» Teks Bacaan
◇ ◇ ◇ ◇ ◇ ◇ ◇

Suarapena.com, JAKARTA – Gerakan 30 September (G 30 S PKI) adalah salah satu peristiwa paling kontroversial dalam sejarah Indonesia. Terjadi pada malam 30 September hingga dini hari 1 Oktober 1965, peristiwa ini melibatkan penculikan dan pembunuhan enam jenderal serta satu perwira pertama militer Indonesia. Jenazah mereka kemudian ditemukan di sebuah sumur tua di Lubang Buaya, Jakarta Timur.
Pada awal tahun 1960-an, Partai Komunis Indonesia (PKI) menjadi salah satu partai terbesar di Indonesia dengan lebih dari 20 juta anggota dan pendukung². Presiden Soekarno saat itu mengusung konsep Nasakom (Nasionalisme, Agama, dan Komunisme) yang bertujuan untuk menyatukan berbagai ideologi di Indonesia. Namun, hubungan antara PKI dan Tentara Nasional Indonesia Angkatan Darat (TNI AD) sangat tegang, terutama karena TNI AD tidak bisa menerima keberadaan PKI³.

◇ ◇ ◇ ◇ ◇ ◇ ◇

» Petunjuk Tugas
1 > Berdasarkan teks tentang G 30 S PKI, jelaskan mengapa hubungan antara PKI dan TNI AD sangat tegang.
2 > Menurut teks tentang G 30 S PKI, di manakah jenazah para korban ditemukan?
3 > Tuliskan lanjutan teks tentang G 30 S PKI setelah kalimat terakhirnya.
Item yang menyusul tidak digunakan dalam pengerjaan ini.

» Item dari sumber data
◇ ◇ ◇ ◇ ◇ ◇ ◇

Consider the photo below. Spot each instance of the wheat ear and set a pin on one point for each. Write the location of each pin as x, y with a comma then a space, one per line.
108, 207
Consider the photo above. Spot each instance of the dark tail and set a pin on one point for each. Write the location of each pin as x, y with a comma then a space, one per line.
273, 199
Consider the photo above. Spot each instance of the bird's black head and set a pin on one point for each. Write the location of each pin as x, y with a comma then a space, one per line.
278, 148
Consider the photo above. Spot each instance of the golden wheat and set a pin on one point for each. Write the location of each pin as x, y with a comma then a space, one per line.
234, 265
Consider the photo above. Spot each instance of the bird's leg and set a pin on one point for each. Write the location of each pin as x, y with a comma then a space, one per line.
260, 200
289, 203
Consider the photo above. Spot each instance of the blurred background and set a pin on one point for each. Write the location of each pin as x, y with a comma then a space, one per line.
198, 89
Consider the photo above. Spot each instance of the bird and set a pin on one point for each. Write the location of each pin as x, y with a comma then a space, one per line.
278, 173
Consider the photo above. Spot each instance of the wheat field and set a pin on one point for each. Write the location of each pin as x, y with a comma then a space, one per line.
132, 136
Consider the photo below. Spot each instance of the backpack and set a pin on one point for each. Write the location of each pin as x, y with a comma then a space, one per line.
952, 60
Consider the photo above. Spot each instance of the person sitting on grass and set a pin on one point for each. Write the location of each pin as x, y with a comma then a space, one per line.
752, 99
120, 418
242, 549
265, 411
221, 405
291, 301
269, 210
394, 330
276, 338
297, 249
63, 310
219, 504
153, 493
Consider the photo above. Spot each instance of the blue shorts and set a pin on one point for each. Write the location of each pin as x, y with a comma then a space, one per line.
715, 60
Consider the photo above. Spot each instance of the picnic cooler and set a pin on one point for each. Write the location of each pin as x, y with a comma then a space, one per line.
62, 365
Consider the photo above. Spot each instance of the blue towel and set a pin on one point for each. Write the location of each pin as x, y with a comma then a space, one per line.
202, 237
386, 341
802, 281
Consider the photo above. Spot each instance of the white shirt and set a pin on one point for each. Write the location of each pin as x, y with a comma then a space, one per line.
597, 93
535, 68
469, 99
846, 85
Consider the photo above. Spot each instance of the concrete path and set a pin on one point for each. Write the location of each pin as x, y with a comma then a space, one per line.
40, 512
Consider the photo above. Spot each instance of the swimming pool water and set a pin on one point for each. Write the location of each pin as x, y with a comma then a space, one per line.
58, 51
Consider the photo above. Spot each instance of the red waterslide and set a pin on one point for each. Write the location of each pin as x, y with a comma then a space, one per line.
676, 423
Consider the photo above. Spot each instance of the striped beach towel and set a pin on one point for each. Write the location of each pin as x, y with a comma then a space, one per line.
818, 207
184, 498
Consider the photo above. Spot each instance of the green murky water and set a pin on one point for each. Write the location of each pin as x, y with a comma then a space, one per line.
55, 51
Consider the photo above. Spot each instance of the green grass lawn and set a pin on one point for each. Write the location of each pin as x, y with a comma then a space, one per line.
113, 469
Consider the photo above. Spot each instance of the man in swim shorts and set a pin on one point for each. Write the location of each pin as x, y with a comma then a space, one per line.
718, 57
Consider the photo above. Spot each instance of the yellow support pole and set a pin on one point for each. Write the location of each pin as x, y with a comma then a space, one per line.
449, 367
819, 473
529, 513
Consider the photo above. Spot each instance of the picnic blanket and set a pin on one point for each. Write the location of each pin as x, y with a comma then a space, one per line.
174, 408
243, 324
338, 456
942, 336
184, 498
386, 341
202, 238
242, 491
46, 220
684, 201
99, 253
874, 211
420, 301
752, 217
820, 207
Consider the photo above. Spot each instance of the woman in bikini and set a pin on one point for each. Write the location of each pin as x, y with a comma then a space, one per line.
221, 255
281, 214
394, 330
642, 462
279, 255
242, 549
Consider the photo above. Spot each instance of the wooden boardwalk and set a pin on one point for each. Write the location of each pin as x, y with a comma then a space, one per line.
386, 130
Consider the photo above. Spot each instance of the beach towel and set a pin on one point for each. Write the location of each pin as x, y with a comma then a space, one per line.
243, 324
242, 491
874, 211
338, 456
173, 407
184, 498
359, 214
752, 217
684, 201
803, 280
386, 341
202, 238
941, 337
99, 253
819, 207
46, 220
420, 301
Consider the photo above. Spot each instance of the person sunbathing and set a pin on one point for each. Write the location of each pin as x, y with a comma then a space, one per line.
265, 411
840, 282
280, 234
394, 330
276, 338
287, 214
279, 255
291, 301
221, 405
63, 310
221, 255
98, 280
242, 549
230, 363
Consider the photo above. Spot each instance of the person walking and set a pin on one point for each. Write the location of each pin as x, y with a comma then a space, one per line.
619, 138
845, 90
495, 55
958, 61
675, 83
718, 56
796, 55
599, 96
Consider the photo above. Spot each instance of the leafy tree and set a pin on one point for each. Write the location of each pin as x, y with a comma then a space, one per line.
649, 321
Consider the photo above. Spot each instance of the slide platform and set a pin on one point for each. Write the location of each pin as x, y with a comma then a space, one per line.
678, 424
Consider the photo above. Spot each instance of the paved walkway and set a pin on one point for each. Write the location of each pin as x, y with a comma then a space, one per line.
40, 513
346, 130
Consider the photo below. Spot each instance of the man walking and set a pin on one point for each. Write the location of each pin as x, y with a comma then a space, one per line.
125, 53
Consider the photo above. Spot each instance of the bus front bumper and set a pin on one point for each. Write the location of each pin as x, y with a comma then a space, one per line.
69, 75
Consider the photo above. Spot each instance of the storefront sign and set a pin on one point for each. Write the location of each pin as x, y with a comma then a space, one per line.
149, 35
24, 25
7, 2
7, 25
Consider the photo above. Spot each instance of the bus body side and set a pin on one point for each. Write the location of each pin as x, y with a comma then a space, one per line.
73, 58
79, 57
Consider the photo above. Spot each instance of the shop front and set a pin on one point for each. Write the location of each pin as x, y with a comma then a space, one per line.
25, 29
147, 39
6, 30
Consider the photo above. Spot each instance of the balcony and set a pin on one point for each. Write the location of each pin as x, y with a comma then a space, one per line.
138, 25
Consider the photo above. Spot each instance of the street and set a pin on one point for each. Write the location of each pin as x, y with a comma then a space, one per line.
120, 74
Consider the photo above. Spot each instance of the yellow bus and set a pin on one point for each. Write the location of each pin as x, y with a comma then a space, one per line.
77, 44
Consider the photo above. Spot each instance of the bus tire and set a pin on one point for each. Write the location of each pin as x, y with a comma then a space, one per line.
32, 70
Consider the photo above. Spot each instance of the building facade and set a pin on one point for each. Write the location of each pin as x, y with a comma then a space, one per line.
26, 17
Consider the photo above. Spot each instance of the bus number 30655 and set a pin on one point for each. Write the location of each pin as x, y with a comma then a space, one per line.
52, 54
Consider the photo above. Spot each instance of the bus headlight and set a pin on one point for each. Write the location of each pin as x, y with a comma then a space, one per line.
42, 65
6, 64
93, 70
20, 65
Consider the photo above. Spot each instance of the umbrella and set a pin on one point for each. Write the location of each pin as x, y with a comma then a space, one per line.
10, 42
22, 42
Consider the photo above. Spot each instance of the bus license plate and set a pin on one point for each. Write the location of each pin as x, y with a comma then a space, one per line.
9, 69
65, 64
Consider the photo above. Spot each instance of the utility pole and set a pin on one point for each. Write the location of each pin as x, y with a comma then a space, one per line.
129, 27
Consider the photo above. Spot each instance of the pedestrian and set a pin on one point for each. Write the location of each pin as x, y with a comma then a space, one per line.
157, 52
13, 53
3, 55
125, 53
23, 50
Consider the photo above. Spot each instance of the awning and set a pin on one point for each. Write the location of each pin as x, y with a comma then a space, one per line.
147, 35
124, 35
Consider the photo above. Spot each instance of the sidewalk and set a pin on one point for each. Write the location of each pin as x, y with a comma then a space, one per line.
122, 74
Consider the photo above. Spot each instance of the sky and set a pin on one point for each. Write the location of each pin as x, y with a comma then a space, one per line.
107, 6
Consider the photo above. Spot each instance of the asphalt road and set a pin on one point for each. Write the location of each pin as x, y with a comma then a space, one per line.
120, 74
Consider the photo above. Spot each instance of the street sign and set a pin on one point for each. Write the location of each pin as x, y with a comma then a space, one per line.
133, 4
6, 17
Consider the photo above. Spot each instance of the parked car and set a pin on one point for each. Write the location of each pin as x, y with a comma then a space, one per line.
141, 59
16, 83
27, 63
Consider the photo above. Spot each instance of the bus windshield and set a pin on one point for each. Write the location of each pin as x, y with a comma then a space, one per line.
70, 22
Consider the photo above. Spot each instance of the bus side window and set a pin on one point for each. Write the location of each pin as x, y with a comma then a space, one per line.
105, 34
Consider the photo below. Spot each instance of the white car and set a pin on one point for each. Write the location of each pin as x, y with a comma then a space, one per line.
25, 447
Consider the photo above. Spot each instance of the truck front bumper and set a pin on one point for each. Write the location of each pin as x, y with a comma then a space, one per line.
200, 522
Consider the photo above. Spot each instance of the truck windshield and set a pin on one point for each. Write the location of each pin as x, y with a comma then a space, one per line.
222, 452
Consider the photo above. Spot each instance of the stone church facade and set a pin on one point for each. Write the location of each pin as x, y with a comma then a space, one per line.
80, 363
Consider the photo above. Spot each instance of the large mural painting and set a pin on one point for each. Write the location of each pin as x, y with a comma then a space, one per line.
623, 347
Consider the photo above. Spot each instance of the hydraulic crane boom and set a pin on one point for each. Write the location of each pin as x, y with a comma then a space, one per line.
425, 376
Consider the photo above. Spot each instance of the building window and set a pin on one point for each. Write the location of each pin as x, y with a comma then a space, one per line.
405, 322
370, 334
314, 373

◇ ◇ ◇ ◇ ◇ ◇ ◇

» Daftar Jawaban
1 > Hubungan antara PKI dan TNI AD sangat tegang terutama karena TNI AD tidak bisa menerima keberadaan PKI.

2 > Di sebuah sumur tua di Lubang Buaya, Jakarta Timur.

3 >
Pada malam 30 September 1965, sekelompok milisi yang mengaku sebagai bagian dari TNI AD melakukan penculikan terhadap tujuh perwira tinggi militer. Tiga dari mereka dibunuh di tempat, sementara yang lainnya diculik dan dibawa ke Lubang Buaya. Keenam jenderal yang menjadi korban adalah Letnan Jenderal Ahmad Yani, Mayor Jenderal Raden Soeprapto, Mayor Jenderal Mas Tirtodarmo Haryono, Mayor Jenderal Siswondo Parman, Brigadir Jenderal Donald Isaac Panjaitan, dan Brigadir Jenderal Sutoyo Siswomiharjo.
Peristiwa ini memicu reaksi keras dari TNI AD yang dipimpin oleh Mayor Jenderal Soeharto. Dalam waktu singkat, Soeharto berhasil mengendalikan situasi dan menuduh PKI sebagai dalang di balik peristiwa ini. Tuduhan ini kemudian digunakan sebagai alasan untuk melakukan pembersihan besar-besaran terhadap anggota dan simpatisan PKI di seluruh Indonesia. Diperkirakan ratusan ribu hingga jutaan orang tewas dalam pembersihan ini.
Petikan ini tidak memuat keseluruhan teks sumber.